Set exercise:
Reproduce in full, without any alteration, the forum post below about converting a merged model to GGUF. It appears ahead of the data.

Text shown:
▬▬▬▬▬▬▬▬▬▬

Now I want to convert the merged model to GGUF using

!python llama.cpp/convert.py new_model \
  --outfile my_7b.gguf \
  --outtype q8_0

and get

Loading model file new_one/model-00001-of-00002.safetensors
Traceback (most recent call last):
  File "/content/llama.cpp/convert.py", line 1228, in <module>
    main()
  File "/content/llama.cpp/convert.py", line 1161, in main
    model_plus = load_some_model(args.model)
  File "/content/llama.cpp/convert.py", line 1076, in load_some_model
    models_plus.append(lazy_load_file(path))
  File "/content/llama.cpp/convert.py", line 753, in lazy_load_file
    return lazy_load_safetensors_file(fp, path)
  File "/content/llama.cpp/convert.py", line 732, in lazy_load_safetensors_file
    model = {name: convert(info) for (name, info) in header.items() if name != '__metadata__'}
  File "/content/llama.cpp/convert.py", line 732, in <dictcomp>
    model = {name: convert(info) for (name, info) in header.items() if name != '__metadata__'}
  File "/content/llama.cpp/convert.py", line 720, in convert
    data_type = SAFETENSORS_DATA_TYPES[info['dtype']]
KeyError: 'I8'

Considering that the error indicates a data type problem and that converting the original model to GGUF works fine, I think that the problem is due to the 8 bit quantization.

Did I forget some option when converting or loading the merged model? How can I convert the merged model to GGUF?

▬▬▬▬▬▬▬▬▬▬

Source data:
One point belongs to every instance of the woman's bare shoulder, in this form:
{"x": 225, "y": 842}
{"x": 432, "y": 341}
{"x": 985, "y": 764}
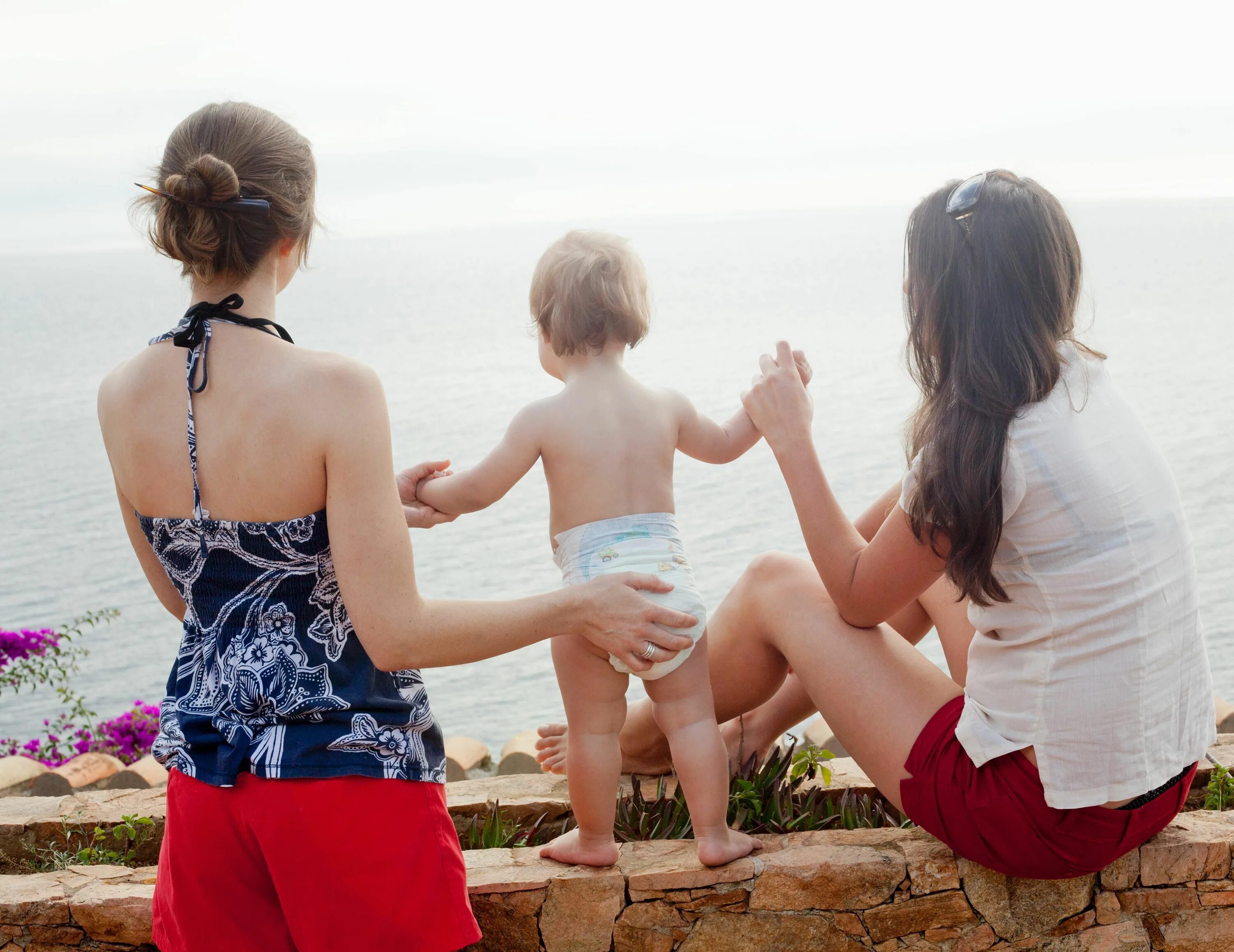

▬▬▬▬▬▬▬▬▬▬

Result for this task:
Now I want to convert the merged model to GGUF using

!python llama.cpp/convert.py new_model \
  --outfile my_7b.gguf \
  --outtype q8_0

and get

Loading model file new_one/model-00001-of-00002.safetensors
Traceback (most recent call last):
  File "/content/llama.cpp/convert.py", line 1228, in <module>
    main()
  File "/content/llama.cpp/convert.py", line 1161, in main
    model_plus = load_some_model(args.model)
  File "/content/llama.cpp/convert.py", line 1076, in load_some_model
    models_plus.append(lazy_load_file(path))
  File "/content/llama.cpp/convert.py", line 753, in lazy_load_file
    return lazy_load_safetensors_file(fp, path)
  File "/content/llama.cpp/convert.py", line 732, in lazy_load_safetensors_file
    model = {name: convert(info) for (name, info) in header.items() if name != '__metadata__'}
  File "/content/llama.cpp/convert.py", line 732, in <dictcomp>
    model = {name: convert(info) for (name, info) in header.items() if name != '__metadata__'}
  File "/content/llama.cpp/convert.py", line 720, in convert
    data_type = SAFETENSORS_DATA_TYPES[info['dtype']]
KeyError: 'I8'

Considering that the error indicates a data type problem and that converting the original model to GGUF works fine, I think that the problem is due to the 8 bit quantization.

Did I forget some option when converting or loading the merged model? How can I convert the merged model to GGUF?